OBJECTIVE -
Rewrite the stretch from the line containing "Target: fire flame" through the line containing "[(506, 173), (329, 186), (329, 199), (515, 196), (516, 178)]", swapping "even-odd" for "nonzero" and leaving everything else unchanged.

Rows from a segmentation dataset -
· · ·
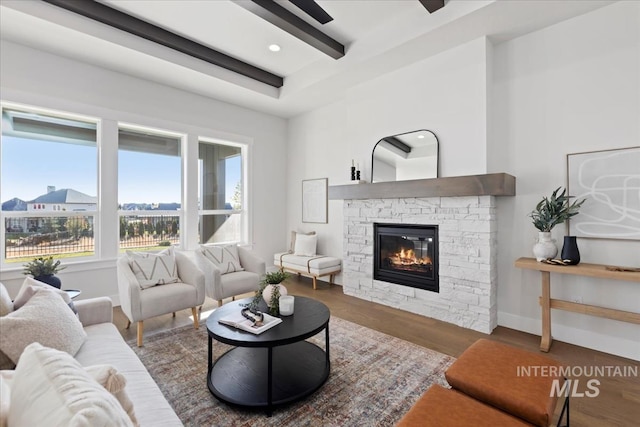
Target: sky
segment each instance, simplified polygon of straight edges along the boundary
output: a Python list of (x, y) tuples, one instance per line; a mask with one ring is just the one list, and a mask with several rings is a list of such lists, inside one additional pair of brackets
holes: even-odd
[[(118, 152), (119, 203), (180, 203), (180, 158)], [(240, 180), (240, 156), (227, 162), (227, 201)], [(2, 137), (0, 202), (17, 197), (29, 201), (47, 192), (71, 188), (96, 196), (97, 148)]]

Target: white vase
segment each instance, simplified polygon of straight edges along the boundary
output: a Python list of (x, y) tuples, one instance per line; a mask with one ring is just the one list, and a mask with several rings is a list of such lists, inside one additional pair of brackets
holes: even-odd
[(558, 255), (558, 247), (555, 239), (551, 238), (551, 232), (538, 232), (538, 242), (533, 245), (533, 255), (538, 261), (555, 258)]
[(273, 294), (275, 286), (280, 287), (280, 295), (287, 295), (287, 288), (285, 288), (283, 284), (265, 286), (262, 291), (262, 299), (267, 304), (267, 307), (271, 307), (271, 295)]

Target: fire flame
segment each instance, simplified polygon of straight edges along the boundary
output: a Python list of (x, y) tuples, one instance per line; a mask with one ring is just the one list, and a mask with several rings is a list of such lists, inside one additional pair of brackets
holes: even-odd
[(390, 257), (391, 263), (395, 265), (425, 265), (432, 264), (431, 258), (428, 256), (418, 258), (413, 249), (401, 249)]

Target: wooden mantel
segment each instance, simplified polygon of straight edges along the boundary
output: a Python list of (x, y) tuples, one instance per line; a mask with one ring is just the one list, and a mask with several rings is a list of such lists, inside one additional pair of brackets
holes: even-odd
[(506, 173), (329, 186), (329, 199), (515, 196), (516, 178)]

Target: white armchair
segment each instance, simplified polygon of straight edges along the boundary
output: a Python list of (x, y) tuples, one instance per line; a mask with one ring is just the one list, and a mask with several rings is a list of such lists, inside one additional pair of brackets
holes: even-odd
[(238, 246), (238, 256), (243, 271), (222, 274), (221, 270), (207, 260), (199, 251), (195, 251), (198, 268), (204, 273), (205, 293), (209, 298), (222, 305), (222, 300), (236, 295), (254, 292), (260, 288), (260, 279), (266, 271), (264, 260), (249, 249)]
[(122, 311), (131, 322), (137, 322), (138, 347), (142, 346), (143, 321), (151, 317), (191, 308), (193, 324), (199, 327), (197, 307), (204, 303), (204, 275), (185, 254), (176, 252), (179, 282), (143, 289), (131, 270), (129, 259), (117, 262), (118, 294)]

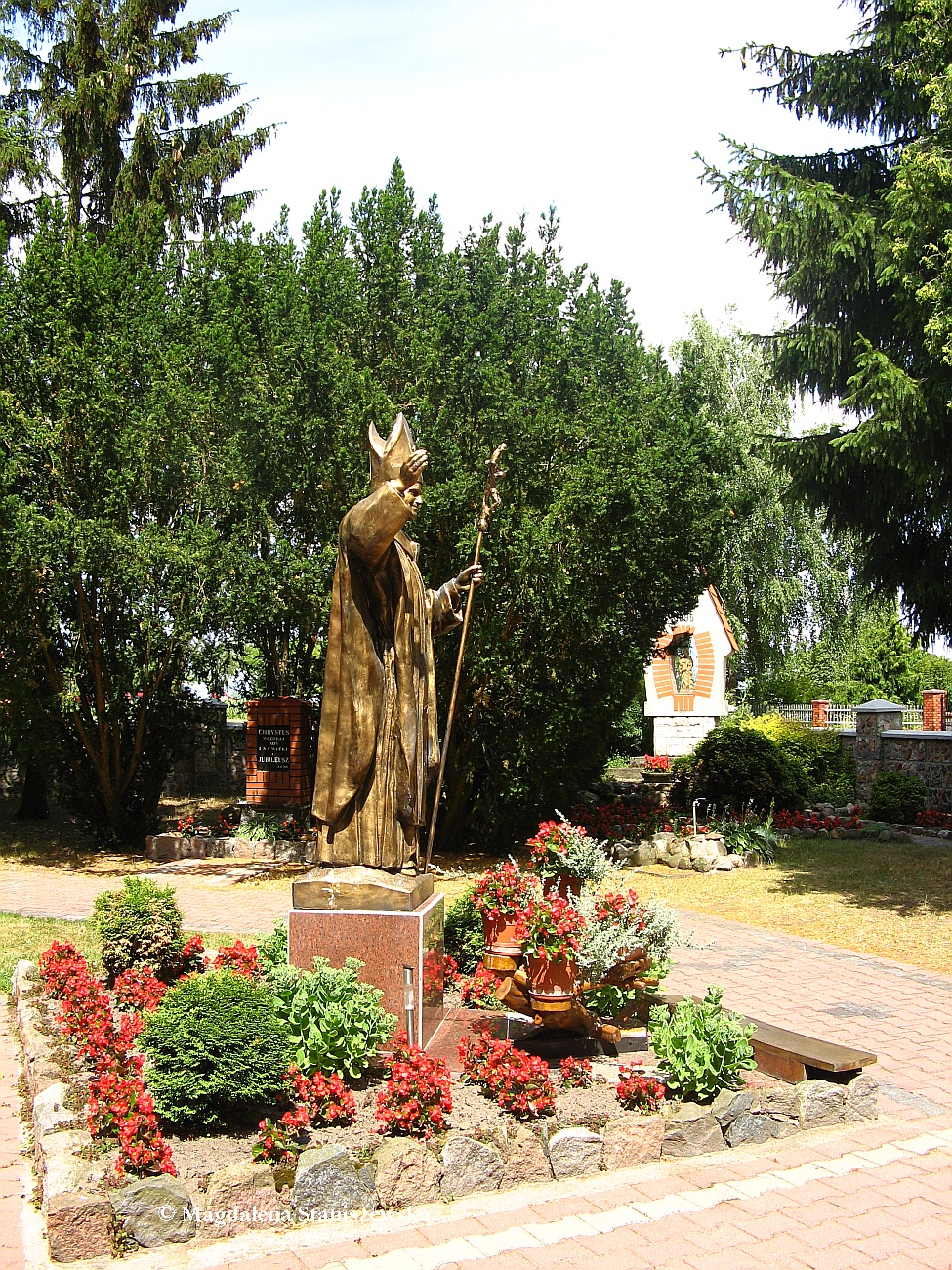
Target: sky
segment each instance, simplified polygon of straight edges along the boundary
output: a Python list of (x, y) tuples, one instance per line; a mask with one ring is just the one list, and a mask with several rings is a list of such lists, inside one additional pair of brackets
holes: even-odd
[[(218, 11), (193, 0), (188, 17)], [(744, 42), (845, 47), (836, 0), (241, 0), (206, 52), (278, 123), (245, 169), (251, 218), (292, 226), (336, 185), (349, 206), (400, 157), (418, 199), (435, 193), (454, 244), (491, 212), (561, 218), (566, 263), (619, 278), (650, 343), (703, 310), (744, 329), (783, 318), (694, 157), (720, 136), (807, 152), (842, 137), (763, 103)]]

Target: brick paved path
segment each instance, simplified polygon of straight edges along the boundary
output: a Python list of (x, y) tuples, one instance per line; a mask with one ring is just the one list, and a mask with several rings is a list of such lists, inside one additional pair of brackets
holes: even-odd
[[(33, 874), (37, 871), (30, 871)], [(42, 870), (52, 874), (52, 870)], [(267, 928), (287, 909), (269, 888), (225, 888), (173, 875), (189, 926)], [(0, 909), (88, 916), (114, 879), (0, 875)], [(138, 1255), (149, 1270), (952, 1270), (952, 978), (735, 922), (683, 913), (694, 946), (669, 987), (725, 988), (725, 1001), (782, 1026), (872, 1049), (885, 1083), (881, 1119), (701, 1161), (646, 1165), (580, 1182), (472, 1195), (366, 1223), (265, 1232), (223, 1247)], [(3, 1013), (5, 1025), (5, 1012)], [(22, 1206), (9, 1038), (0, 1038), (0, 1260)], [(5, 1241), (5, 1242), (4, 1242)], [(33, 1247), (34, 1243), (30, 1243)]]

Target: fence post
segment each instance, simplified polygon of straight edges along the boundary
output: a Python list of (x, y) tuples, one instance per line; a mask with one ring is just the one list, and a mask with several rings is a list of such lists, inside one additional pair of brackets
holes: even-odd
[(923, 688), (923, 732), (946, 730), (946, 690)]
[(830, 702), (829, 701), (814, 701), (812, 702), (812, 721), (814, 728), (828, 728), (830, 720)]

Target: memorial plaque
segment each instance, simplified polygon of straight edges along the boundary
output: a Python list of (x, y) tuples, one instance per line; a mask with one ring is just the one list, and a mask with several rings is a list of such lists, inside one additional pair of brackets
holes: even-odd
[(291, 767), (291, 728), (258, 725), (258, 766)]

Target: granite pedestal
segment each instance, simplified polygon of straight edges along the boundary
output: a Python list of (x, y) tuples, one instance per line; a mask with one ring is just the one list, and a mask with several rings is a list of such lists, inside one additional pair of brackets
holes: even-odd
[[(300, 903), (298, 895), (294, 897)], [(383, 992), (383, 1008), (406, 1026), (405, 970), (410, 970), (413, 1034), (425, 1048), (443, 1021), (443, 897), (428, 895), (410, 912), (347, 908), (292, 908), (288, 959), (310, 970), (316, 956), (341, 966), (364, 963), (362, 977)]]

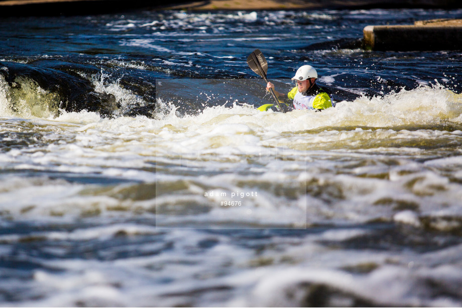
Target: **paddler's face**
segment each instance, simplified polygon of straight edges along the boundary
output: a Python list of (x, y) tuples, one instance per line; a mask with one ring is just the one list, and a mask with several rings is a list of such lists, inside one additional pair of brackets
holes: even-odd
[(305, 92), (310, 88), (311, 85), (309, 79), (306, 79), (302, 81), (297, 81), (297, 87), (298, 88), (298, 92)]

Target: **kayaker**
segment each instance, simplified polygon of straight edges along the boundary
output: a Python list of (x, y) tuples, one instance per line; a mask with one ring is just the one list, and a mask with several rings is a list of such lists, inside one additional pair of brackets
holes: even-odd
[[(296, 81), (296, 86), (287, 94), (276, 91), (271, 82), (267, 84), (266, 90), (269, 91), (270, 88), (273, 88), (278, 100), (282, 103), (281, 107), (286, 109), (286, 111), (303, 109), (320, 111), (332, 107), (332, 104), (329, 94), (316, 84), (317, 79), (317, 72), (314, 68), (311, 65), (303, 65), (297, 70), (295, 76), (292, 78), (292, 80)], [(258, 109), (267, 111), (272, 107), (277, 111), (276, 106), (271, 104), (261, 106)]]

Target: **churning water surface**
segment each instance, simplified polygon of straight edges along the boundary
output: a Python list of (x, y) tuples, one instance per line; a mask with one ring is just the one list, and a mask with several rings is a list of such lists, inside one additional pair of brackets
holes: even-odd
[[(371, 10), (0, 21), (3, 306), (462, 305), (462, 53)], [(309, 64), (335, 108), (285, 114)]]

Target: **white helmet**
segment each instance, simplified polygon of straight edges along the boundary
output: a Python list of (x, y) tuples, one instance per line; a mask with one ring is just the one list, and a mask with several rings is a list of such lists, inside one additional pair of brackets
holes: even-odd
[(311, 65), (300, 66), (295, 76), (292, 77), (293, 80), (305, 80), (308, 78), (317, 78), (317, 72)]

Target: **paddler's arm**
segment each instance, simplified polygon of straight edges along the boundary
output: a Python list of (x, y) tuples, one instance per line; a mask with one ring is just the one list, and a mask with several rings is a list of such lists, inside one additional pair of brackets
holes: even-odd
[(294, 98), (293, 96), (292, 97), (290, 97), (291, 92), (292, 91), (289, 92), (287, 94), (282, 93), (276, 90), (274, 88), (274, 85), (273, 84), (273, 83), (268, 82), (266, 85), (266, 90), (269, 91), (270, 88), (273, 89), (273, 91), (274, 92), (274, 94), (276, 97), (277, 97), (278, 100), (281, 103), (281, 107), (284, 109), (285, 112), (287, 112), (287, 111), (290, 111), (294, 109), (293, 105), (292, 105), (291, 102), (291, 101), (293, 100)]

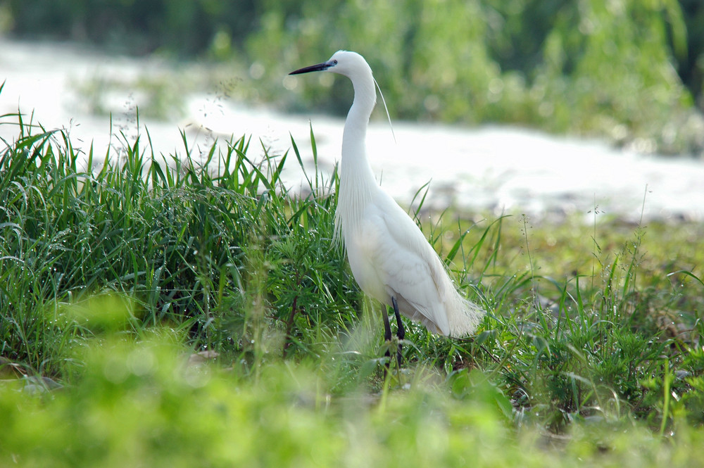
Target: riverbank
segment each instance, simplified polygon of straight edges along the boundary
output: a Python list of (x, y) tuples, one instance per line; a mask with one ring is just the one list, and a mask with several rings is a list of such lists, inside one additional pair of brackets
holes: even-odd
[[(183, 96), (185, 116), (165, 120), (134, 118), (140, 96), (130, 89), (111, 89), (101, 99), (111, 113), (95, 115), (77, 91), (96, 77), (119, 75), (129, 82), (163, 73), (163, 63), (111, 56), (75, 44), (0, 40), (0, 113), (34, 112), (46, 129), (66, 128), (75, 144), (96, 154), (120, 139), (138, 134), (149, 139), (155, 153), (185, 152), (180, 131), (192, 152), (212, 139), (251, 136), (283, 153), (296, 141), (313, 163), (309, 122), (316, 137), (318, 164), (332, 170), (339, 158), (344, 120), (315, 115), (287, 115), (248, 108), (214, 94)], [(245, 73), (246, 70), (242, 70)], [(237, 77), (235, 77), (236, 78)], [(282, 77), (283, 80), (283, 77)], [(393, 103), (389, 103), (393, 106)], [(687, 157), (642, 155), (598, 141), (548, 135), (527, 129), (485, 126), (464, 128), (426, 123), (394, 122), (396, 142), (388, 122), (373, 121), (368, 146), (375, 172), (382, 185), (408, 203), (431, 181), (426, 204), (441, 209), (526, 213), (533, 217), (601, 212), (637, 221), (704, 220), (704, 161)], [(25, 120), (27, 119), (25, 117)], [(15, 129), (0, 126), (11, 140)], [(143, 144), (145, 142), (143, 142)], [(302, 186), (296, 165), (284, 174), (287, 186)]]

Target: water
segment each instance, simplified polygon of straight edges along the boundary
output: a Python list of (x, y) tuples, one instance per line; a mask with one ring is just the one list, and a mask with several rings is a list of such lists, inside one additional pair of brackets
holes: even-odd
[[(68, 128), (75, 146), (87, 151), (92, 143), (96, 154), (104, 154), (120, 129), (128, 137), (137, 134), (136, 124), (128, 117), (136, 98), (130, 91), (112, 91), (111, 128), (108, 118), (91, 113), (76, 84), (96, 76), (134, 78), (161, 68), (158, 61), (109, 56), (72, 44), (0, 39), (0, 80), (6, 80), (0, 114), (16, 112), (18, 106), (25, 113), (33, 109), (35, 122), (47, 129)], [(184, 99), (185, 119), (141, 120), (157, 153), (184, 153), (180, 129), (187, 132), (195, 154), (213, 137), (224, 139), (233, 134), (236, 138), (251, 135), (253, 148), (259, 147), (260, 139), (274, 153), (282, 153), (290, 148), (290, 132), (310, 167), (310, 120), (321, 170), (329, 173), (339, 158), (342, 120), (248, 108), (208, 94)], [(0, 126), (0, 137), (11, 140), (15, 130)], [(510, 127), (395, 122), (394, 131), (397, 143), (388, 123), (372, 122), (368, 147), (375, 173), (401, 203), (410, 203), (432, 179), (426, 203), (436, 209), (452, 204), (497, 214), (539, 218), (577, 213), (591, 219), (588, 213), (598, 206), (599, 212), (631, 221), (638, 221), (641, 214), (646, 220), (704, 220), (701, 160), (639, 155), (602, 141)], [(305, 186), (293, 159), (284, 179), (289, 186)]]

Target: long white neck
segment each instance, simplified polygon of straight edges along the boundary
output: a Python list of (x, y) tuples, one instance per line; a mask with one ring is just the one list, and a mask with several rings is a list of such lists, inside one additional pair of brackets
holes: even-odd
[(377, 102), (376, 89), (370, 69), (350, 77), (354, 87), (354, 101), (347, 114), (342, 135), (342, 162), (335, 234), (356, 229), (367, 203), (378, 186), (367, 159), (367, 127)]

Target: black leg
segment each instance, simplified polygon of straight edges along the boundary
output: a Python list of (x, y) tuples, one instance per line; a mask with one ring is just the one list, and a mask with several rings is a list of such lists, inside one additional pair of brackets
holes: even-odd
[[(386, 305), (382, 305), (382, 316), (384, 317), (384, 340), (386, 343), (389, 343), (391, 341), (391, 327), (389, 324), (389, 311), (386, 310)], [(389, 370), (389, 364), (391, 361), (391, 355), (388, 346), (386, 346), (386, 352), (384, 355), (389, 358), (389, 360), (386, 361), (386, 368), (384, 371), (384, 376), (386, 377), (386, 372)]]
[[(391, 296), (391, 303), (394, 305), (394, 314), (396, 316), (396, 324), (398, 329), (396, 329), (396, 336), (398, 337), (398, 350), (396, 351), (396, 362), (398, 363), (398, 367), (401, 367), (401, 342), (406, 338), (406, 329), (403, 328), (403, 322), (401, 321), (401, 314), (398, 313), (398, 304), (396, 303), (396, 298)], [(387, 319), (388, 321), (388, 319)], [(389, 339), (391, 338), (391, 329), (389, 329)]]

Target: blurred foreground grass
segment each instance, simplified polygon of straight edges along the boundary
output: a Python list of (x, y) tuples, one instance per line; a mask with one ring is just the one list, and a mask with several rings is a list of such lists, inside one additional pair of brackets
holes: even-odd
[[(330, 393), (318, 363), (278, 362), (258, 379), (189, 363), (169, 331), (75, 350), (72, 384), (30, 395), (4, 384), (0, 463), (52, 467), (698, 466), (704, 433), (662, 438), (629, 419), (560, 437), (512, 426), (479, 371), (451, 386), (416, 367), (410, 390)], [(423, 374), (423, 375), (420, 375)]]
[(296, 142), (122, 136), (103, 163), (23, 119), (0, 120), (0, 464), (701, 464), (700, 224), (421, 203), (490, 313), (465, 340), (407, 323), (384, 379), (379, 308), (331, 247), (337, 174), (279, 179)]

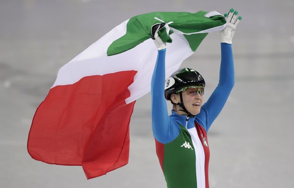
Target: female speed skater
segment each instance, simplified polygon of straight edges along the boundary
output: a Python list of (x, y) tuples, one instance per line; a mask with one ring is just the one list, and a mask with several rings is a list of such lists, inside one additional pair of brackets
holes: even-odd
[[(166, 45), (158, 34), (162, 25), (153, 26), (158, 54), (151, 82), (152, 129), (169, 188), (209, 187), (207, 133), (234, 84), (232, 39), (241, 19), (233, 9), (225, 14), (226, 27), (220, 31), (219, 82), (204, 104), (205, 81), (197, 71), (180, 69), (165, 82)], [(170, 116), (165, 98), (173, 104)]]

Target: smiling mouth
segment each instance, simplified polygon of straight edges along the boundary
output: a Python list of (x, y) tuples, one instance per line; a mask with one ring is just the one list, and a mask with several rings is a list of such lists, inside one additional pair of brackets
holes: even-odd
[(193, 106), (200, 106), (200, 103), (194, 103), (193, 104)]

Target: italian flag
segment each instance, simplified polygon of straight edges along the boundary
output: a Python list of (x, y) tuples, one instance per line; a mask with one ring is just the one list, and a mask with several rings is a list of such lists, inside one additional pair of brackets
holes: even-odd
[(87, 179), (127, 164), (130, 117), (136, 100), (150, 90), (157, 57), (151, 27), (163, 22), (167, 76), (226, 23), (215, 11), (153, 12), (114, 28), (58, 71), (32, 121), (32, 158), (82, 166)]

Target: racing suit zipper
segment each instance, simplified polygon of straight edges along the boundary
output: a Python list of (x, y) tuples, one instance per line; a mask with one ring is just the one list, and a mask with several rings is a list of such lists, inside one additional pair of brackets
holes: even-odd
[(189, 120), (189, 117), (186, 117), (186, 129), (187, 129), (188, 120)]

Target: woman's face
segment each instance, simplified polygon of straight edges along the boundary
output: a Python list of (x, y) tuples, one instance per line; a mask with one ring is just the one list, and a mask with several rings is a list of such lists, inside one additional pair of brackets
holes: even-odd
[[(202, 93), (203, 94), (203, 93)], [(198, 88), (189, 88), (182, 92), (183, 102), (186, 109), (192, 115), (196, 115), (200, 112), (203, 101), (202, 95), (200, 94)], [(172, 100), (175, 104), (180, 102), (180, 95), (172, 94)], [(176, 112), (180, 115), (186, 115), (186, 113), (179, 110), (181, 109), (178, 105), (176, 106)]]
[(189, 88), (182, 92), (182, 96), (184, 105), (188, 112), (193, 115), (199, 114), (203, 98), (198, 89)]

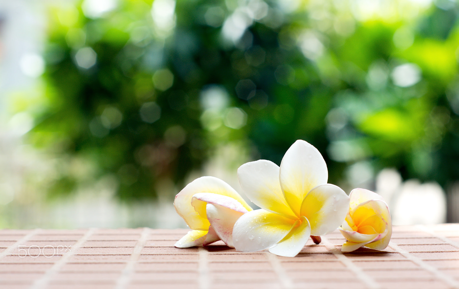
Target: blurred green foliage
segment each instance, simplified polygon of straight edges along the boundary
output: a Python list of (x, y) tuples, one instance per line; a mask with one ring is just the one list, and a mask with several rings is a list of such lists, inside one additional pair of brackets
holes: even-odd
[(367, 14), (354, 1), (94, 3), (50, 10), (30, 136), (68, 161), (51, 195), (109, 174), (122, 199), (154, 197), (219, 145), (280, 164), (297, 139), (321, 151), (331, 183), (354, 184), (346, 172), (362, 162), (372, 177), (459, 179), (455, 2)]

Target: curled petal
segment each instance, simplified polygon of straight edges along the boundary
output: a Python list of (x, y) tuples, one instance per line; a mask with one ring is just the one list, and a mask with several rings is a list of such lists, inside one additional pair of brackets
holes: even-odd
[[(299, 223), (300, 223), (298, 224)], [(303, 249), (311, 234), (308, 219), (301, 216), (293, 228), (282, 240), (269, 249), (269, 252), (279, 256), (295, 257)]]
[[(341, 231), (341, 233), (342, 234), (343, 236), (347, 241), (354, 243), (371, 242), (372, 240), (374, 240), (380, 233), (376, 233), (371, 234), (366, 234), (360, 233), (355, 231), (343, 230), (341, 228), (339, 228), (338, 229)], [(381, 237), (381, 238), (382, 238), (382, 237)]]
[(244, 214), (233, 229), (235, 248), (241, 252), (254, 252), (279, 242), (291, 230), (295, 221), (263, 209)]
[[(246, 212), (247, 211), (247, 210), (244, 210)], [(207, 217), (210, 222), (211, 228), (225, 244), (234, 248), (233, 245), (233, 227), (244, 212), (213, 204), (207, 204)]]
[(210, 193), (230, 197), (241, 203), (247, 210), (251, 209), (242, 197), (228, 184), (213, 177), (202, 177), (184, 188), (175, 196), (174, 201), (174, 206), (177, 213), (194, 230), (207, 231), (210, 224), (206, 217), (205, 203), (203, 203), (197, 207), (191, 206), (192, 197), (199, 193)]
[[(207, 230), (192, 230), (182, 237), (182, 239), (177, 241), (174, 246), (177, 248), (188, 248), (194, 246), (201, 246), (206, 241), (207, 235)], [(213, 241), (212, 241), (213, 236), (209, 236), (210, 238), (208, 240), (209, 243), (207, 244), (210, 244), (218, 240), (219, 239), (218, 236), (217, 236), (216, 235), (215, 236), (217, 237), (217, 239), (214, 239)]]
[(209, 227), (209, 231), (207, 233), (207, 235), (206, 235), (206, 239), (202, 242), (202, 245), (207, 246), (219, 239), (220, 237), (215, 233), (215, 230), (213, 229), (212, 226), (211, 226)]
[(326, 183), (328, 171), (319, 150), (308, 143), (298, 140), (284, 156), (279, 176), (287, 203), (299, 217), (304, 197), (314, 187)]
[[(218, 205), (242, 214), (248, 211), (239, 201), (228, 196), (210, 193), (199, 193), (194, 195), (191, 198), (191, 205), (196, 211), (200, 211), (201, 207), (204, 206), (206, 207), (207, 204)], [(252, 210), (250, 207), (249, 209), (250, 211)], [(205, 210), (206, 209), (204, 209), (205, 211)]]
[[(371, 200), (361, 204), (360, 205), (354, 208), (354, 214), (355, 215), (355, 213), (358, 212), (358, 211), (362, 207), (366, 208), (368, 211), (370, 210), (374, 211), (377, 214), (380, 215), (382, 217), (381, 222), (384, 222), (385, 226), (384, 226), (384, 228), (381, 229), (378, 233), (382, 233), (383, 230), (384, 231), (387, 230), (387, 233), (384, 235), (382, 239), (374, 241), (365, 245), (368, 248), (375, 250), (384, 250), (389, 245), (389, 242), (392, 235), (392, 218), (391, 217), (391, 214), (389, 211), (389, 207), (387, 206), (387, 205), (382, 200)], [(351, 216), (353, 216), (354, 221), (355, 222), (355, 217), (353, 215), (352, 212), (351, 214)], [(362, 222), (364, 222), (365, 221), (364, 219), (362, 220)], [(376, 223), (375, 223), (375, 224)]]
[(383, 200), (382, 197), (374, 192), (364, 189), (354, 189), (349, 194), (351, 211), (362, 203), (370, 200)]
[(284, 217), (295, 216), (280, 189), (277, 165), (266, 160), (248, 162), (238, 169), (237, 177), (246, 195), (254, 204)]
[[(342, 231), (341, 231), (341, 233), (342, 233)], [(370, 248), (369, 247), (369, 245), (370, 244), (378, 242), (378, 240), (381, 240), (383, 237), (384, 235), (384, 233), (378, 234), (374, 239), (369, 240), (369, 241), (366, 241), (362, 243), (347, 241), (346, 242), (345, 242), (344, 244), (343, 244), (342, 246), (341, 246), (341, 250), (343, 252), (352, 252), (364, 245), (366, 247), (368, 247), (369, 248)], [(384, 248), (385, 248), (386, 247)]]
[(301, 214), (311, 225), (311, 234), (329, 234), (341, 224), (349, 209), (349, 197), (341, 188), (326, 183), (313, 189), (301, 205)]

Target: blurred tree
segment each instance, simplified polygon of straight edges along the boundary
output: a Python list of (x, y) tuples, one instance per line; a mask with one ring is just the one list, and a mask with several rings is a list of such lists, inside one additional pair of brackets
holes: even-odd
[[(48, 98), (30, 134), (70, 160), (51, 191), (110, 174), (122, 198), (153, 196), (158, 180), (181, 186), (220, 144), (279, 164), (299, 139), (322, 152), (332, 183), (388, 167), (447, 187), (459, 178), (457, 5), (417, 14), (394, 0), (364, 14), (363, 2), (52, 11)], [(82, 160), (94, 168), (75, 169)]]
· · ·
COMPLETE ANSWER -
Target: fire flame
segment each instance, simplified polygon of straight edges along the boundary
output: a Python list of (x, y) tuples, one instance per line; a mask with one ring is just the one list, and a mask with several rings is a list of such lists, inside one additional pair of brackets
holes: nonzero
[(390, 257), (391, 263), (395, 265), (425, 265), (432, 264), (431, 258), (428, 256), (418, 258), (413, 249), (401, 249)]

Target: wooden mantel
segment each instance, simplified polygon of straight edges along the boundary
output: a Python list of (x, y) tuples, one instance per line; a mask with one ring is just the one list, and a mask with several rings is a list of such lists, inside one additional pair of brackets
holes: nonzero
[(506, 173), (329, 186), (329, 199), (515, 196), (516, 178)]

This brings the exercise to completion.